Getting through pandemic stress requires moments of vulnerability

Forcing ourselves to carry on as if things are normal right now is unhealthy

Now is the time to be kind to yourself. Illustration: Maple Sukontasukkul/The Peak

By: Michelle Young, Staff Writer

While for many the switch to social distancing wasn’t very difficult, for others it has been — and that’s OK. These changes were abrupt and we will all respond differently as we’re adjusting. 

People aren’t meant to live in isolation, and require social connection to remain healthy. It’s unrealistic to expect students to function at the same level as they would under regular circumstances. Many of us are faced with surges of anxiety as we watch the news and hear of the COVID-19 cases rapidly rising by the day. We’re putting on our strong faces; we shield our emotions behind quarantine memes and apocalyptic jokes. We’re all turning to different forms of coping mechanisms to help deal with the shock and stress of everything that’s happening, and that’s OK. However, one thing that is utterly necessary amid all of this is allowing vulnerability.  

Vulnerability essentially allows us to be honest about our emotions and recognize our feelings. This means experiencing our emotions fully with a sense of openness and acceptance. Constantly dealing  with all this uncertainty and invisible danger produces a lot of emotions that we may not necessarily be familiar with. As a result, we may not know how to cope with these new, dominant emotions. Being vulnerable allows us to experience our emotions sincerely, can aid in connecting with one another, or simply give us the chance to indulge in our feelings. 

As noted by the US National Library of Medicine, being in a state of heightened emotional strain can make us more prone to sickness — and we don’t need that right now. To help curb emotional turmoil, we can turn to our social supports and allow ourselves some emotional honesty with other people. But we can also practice emotional honesty by ourselves. Studies have shown that awareness of our feelings reduces stress, helps us focus, and gives us a better understanding of ourselves and one another. This can be a difficult task, since it’s easy to fill up the days with activities that don’t require internal reflection. Many of us are staying home as if the COVID-19 crisis is simply abstractly “out there,” not affecting us.

» Source material:
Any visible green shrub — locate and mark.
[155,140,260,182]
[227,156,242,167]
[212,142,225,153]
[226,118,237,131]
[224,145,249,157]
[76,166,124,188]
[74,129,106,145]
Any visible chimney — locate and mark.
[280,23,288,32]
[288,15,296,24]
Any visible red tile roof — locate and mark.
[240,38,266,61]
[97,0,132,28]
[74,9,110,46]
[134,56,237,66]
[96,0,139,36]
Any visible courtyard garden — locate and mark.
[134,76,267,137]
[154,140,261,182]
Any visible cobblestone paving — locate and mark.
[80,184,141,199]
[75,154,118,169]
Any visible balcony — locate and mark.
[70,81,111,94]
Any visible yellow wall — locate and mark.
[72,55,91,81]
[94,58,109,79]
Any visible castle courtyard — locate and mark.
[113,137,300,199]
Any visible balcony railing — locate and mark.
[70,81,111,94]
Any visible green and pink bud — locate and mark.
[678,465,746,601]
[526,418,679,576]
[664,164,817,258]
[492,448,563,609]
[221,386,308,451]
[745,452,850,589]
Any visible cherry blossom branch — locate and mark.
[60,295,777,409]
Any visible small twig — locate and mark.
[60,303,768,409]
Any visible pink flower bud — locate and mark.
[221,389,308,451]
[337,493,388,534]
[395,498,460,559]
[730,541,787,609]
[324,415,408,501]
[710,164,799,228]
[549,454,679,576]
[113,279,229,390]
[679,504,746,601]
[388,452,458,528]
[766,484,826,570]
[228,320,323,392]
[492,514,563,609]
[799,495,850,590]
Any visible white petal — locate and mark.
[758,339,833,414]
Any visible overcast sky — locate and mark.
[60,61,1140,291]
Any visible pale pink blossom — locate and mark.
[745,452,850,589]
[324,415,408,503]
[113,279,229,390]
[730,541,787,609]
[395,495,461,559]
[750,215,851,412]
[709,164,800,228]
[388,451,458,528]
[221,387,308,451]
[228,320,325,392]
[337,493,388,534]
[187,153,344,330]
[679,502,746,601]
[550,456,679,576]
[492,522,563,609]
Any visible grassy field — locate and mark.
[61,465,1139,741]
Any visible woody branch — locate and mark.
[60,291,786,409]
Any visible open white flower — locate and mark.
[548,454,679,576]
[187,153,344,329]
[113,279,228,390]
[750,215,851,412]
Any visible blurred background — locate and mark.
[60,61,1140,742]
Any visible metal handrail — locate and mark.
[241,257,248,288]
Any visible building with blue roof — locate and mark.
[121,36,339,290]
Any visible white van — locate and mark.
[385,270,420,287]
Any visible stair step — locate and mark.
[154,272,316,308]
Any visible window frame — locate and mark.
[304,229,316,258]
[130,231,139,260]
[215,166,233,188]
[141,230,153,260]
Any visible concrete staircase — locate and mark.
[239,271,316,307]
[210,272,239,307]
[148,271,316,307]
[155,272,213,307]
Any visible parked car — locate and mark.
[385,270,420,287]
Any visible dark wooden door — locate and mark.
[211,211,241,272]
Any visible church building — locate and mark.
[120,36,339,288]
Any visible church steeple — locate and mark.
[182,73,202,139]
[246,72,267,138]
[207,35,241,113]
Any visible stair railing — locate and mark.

» Task prompt: Copy a passage from the pandemic stress article above word for word, beginning at the words "Vulnerability essentially allows" and stopping after "in our feelings.".

» Response area:
Vulnerability essentially allows us to be honest about our emotions and recognize our feelings. This means experiencing our emotions fully with a sense of openness and acceptance. Constantly dealing  with all this uncertainty and invisible danger produces a lot of emotions that we may not necessarily be familiar with. As a result, we may not know how to cope with these new, dominant emotions. Being vulnerable allows us to experience our emotions sincerely, can aid in connecting with one another, or simply give us the chance to indulge in our feelings.